Go through the entries below and report how many lines contain the string "water". Nothing but the number is wanted.

Referring expression pointing data
--- START ---
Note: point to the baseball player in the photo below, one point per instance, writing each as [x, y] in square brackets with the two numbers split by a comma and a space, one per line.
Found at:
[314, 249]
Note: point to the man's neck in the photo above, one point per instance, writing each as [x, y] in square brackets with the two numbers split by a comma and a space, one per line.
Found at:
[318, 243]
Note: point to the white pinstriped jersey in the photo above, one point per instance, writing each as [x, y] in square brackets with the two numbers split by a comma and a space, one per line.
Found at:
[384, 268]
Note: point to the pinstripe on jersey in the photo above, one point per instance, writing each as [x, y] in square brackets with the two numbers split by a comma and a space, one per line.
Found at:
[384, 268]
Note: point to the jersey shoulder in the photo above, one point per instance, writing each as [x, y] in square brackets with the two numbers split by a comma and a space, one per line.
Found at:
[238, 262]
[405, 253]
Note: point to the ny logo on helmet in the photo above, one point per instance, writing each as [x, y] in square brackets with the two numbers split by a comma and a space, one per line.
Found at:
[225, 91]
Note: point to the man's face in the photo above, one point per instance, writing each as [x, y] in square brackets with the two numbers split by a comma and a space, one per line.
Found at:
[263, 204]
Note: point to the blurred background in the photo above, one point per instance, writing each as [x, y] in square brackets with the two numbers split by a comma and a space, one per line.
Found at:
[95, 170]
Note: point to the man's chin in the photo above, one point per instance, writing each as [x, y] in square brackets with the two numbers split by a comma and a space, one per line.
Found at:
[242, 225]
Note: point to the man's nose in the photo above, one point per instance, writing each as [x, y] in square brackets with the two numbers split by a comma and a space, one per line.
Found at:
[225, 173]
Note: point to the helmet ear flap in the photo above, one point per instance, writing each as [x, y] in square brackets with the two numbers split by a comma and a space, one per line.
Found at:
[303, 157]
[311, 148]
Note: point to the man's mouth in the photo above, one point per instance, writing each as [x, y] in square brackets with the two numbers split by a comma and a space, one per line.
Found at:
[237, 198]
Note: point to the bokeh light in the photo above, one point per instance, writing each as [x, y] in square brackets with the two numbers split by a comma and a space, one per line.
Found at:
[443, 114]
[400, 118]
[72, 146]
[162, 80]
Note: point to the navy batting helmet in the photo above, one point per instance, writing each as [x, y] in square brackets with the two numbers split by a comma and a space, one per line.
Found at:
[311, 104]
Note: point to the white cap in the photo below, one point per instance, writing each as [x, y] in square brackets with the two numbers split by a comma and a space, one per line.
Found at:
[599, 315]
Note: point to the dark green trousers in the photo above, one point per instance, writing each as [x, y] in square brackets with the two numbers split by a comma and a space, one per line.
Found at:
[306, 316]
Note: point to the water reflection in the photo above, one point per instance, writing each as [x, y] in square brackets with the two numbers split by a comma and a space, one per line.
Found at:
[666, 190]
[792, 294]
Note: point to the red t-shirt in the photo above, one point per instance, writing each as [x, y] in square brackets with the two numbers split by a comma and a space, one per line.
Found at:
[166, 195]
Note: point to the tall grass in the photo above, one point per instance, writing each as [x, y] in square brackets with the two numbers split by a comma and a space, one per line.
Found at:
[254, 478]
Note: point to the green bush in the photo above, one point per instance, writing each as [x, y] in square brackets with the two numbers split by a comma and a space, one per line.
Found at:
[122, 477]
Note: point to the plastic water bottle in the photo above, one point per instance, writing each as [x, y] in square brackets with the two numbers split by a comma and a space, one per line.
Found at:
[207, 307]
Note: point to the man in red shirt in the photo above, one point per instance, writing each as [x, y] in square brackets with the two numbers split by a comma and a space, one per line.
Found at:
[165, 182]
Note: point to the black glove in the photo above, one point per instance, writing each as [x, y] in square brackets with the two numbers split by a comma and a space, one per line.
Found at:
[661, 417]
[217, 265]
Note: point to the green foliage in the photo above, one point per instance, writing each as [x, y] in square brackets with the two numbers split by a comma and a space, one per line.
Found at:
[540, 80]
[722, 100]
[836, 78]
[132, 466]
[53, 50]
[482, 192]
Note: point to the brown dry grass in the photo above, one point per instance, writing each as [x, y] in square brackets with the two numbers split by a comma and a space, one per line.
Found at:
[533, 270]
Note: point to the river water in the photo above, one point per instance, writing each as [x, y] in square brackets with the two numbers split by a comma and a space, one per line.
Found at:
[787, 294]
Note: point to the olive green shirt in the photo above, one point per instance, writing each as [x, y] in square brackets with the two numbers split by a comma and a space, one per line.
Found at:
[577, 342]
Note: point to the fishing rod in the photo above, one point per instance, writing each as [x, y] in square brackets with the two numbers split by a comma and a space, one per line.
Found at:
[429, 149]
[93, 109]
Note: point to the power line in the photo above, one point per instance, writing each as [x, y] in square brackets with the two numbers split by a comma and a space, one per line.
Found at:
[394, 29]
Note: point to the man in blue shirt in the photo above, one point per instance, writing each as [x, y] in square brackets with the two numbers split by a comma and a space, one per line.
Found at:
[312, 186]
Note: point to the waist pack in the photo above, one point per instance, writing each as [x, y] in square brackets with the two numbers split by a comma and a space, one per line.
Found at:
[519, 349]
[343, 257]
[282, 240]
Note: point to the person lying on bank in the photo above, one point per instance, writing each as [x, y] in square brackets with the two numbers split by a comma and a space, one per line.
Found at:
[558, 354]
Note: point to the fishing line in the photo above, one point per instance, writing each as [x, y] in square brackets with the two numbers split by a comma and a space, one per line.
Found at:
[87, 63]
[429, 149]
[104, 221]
--- END ---
Answer space
3